_TEXTE PRÉSENTÉ:_
------

Chroniquant Un Feu sur l'abîme de Vernor Vinge dans ces mêmes pages, Philippe Boulier remarquait que le seul moyen d'écrire du space opera aujourd'hui, le matériau étant si ringard, consistait en une approche parodique telle que pratiquée par Red Deff. Avec un titre comme Le Chant du cosmos, qui en évoque tant d'autres, l'ombre de Red Deff ne peut que planer sur ces mondes improbables et ces extraterrestres aux mœurs impossibles On en trouve autant que de traits d'humour, à tous les niveaux du récit. Ainsi cette remarque très secondaire à propos d'un logiciel domotique : « Des fois, il fonctionne un peu de travers, à cause d'un virus qu'il a récolté en échangeant des données avec un réseau infecté durant l'épidémie de grippe virtuelle de 42... ».
Mais le roman reste très wagnérien par les thèmes qu'il exploite et la structure de l'intrigue. Il doit beaucoup à Cette Crédille qui nous ronge, pour les principaux motifs, considérablement développés ici, mais aussi aux Futurs Mystères de Paris : violence rare, ayas se manifestants sur de multiples supports, pouvoirs psychiques en relation avec les vibrations de l'univers.

------

_DONNÉES À EXAMINER:_
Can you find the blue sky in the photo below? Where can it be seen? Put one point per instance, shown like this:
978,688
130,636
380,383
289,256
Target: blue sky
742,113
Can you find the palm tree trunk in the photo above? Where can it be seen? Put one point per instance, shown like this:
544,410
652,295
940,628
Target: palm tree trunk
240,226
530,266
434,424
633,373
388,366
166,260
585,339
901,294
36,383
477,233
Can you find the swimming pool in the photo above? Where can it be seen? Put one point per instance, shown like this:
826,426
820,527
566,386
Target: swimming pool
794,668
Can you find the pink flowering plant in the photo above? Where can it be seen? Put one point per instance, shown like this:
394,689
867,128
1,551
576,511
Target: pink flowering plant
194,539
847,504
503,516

------

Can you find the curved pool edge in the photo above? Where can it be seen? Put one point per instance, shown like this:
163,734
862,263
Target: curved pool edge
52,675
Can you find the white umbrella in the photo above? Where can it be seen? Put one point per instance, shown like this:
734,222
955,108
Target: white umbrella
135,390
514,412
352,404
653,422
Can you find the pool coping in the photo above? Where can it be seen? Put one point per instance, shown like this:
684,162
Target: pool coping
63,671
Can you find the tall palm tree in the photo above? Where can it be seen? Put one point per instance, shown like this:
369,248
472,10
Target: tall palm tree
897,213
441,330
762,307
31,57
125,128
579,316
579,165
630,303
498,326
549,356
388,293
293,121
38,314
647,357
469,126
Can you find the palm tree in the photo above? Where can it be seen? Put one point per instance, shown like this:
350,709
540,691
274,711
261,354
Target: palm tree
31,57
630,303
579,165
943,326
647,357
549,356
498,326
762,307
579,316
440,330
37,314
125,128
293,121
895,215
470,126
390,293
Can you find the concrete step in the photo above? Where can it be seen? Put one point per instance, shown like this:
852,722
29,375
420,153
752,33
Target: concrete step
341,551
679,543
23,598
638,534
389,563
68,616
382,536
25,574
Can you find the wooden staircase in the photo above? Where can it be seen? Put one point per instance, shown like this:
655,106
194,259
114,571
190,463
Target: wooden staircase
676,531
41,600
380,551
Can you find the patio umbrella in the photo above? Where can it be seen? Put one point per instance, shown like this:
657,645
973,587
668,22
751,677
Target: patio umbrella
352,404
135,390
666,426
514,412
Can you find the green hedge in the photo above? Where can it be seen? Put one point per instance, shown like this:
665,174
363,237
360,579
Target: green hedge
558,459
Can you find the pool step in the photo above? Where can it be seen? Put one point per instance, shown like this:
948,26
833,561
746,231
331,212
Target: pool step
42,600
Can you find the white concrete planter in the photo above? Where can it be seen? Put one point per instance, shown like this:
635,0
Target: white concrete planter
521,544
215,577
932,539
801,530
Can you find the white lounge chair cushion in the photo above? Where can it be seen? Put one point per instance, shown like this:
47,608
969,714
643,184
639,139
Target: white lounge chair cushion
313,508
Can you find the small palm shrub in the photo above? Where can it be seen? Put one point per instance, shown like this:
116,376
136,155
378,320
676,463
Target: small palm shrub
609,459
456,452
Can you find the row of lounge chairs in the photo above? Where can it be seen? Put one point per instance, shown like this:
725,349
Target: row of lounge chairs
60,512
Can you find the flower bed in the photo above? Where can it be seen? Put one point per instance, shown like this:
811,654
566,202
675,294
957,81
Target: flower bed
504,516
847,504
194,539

------

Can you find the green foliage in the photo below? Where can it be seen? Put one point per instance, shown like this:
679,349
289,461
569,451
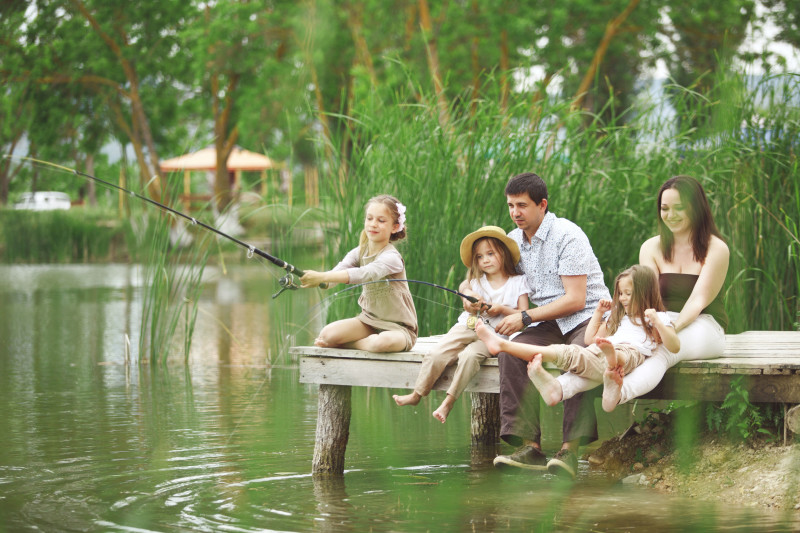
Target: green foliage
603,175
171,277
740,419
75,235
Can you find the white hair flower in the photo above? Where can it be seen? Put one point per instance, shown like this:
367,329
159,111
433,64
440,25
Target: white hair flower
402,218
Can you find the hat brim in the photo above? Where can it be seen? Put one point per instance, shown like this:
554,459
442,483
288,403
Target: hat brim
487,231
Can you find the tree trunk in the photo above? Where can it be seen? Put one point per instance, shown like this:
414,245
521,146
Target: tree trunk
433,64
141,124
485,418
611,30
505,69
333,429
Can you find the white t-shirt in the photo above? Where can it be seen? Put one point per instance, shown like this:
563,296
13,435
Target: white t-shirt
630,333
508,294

------

_EXERCICES:_
1. Recopiez le passage de la critique du Chant du cosmos commençant à « Mais le roman » et se terminant à « vibrations de l'univers. ».
2. Relevez tous les titres d'œuvres cités dans la critique du Chant du cosmos.
3. Poursuivez la critique du Chant du cosmos à la suite de sa dernière phrase.

_CORRIGÉ:_
1.
Mais le roman reste très wagnérien par les thèmes qu'il exploite et la structure de l'intrigue. Il doit beaucoup à Cette Crédille qui nous ronge, pour les principaux motifs, considérablement développés ici, mais aussi aux Futurs Mystères de Paris : violence rare, ayas se manifestants sur de multiples supports, pouvoirs psychiques en relation avec les vibrations de l'univers.

2.
Un Feu sur l'abîme
Le Chant du cosmos
Cette Crédille qui nous ronge
Futurs Mystères de Paris

3.
Ici, les Penseurs dotés d'un talent psy se livrent au « Jeu », un combat mental qui perd sa dimension sportive quand il est perturbé par les Incisifs prêts, pour gagner, à transformer leurs adversaires en légumes. Sur Diasphine, le jeune Océanien Yeff, éduqué par sa muse, Clyne, devient un champion jusqu'à ce qu'il affronte un Incisif dont les buts réels dépassent de loin le Jeu. Le maèdre, la mignonne peluche qui choisit de suivre Yeff (et qui rappelle d'autres créatures wagnériennes), n'est pas qu'un amusant animal de compagnie mais une clé du mystère. Cette première intrigue n'est qu'un élément d'une affaire plus vaste concernant les agissements frauduleux d'une importante société interplanétaire, lesquels s'inscrivent dans un complot plus vaste encore. La résolution de ces énigmes permet de jeter un regard nouveau sur la nature même de l'univers : le monde, chez Wagner, n'est pas qu'une toile de fond sur laquelle s'agitent ses personnages. Il est le sujet principal, et l'intrigue le révélateur menant à son interprétation, laquelle vise régulièrement à édifier une synthèse spiritualiste et matérialiste de l'univers. Il est d'ailleurs toujours réjouissant de lire les habiles théories que brosse l'auteur pour concilier le parapsychique et la physique, ici en faisant appel au bruit de fond de l'univers et aux vibrations des particules.
Le récit se déroule sur trente ans et sur autant de planètes que de sauts narratifs : ce n'est pas le moindre mérite de ce roman que d'étaler une intrigue dans le temps plutôt que d'accumuler les concours de circonstances permettant de la condenser. Ce parti pris est celui qui convient le mieux à un space opera : s'il dilue le suspense, il donne à l'univers toute sa chatoyante ampleur, une dimension ludique et exotique qu'il serait dommage de gâcher.